- [TEXTO SELECCIONADO]

--

Lecturas
El 31 de octubre de 1901 se publicaba en La Gaceta de La Habana la Orden Militar 234, mediante la cual Leonardo Wood, jefe de las tropas de ocupación norteamericanas en la Isla, designaba al erudito Domingo Figarola-Caneda como director de la Biblioteca Nacional de Cuba. La disposición surtía efecto, con carácter retroactivo, desde el 18 del mismo mes, cuando Figarola-Caneda, personado en el Castillo de la Fuerza, la fortaleza más antigua de América, sede a la sazón del Archivo General, se hacía cargo del salón de 30 x 7,5 metros que la Orden Militar destinaba como local de la naciente institución. Quedaba fundada de esa manera la Biblioteca Nacional, cuyo fondo primero se conformó, en lo esencial, con los 3 000 volúmenes que su director-fundador desgajó de su colección particular. Concluía así un proceso iniciado en 1899; desde entonces varios cubanos preocupados por el desarrollo de la cultura se habían acercado al Gobierno interventor a fin de hacerle tomar conciencia de la importancia de la creación de la biblioteca e impelerlo a crearla.
Otro proceso, más singular aún, se abriría entonces. Mal ubicada —a la estrechez del local asignado se sumaba la humedad reinante en la fortaleza—, con un fondo pobre y deficiente y un presupuesto que solo variaba para mermar, la Biblioteca fue reflejo fiel de la estúpida frialdad oficial. Todavía en 1949 el ensayista Félix Lizaso la definía como «esa pobre y maltratada casa».

--

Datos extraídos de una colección
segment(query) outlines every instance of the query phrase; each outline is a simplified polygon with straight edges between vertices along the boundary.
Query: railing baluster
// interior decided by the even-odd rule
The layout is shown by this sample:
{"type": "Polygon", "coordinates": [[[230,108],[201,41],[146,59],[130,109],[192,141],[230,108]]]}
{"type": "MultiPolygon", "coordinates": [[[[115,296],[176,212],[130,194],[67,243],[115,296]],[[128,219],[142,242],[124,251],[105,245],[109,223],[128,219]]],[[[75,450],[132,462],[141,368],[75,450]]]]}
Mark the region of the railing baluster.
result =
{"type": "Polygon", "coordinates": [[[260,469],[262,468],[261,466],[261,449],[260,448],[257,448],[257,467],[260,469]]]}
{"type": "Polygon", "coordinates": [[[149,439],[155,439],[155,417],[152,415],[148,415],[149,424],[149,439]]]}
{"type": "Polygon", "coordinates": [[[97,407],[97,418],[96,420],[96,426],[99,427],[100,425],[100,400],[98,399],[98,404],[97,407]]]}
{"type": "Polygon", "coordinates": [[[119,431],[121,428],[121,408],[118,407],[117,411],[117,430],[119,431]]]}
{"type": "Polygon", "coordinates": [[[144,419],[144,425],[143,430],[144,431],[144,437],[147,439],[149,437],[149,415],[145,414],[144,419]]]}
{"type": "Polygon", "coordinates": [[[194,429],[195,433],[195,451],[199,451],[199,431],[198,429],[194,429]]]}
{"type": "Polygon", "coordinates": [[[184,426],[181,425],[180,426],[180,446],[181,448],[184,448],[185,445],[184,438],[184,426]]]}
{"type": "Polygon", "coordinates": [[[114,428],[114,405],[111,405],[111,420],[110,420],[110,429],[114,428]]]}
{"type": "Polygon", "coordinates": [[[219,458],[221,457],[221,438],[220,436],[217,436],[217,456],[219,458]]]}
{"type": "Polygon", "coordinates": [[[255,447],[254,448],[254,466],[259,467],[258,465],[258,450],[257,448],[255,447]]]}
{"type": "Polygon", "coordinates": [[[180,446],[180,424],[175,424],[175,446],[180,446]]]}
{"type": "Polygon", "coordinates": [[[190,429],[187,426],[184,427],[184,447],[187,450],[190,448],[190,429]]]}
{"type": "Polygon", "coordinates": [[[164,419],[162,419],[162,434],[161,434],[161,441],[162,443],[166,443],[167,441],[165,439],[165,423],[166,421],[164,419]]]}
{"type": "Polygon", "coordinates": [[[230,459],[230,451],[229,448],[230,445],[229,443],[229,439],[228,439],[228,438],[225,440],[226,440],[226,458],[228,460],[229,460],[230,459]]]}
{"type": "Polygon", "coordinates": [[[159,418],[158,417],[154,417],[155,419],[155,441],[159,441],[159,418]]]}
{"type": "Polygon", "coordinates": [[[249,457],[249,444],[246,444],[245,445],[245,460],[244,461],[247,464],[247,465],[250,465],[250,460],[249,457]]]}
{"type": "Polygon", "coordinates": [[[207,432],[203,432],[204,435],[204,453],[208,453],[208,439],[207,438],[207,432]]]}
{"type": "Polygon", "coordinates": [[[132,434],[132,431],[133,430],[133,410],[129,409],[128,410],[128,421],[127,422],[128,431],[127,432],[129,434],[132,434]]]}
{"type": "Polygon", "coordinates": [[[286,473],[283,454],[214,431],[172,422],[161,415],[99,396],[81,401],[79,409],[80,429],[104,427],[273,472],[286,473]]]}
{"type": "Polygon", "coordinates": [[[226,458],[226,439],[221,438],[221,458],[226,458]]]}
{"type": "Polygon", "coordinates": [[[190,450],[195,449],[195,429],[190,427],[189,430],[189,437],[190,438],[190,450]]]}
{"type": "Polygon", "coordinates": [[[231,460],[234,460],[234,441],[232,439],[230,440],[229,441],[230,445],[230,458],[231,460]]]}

--

- [TAREA] Prosigue el texto sobre la Biblioteca Nacional de Cuba a partir de su última oración. Las filas no guardan relación alguna con el texto sobre la Biblioteca Nacional de Cuba.

- [RESPUESTA]
Casi de heroica puede calificarse la responsabilidad —pésimamente pagada por demás— que Figarola-Caneda echaba sobre sus hombros. Las cosas apenas mejoraron con el cese de la ocupación norteamericana y el advenimiento de la República, el 20 de mayo de 1902. Si bien el cambio de soberanía trajo para la biblioteca el traslado a un lugar si no idóneo, al menos más apropiado —la antigua Maestranza de Artillería—, mejoras en el mobiliario y un enriquecimiento relativo del fondo bibliográfico, la institución siguió careciendo de personal técnico calificado y la clasificación y catalogación de los libros siguió al garete. Cuando en 1910 se pudo al fin confeccionar el catálogo, el fondo ascendía a 10 350 volúmenes. Evidentemente, Figarola-Caneda había hecho maravillas con el renglón del presupuesto destinado a la adquisición de libros que en ese año fue de 2 400 pesos, cantidad que debía cubrir también los gastos de impresión de la Revista de la Biblioteca Nacional, que comenzó a publicar en 1909 y que cesó, en aquella etapa inicial, en 1912. No pudo seguir apareciendo entonces porque un secretario de Instrucción Pública —Ministro de Educación— suprimió del presupuesto de la institución lo asignado para publicaciones, y otro secretario la despojó de la imprenta y la instaló en la Escuela de Artes y Oficios.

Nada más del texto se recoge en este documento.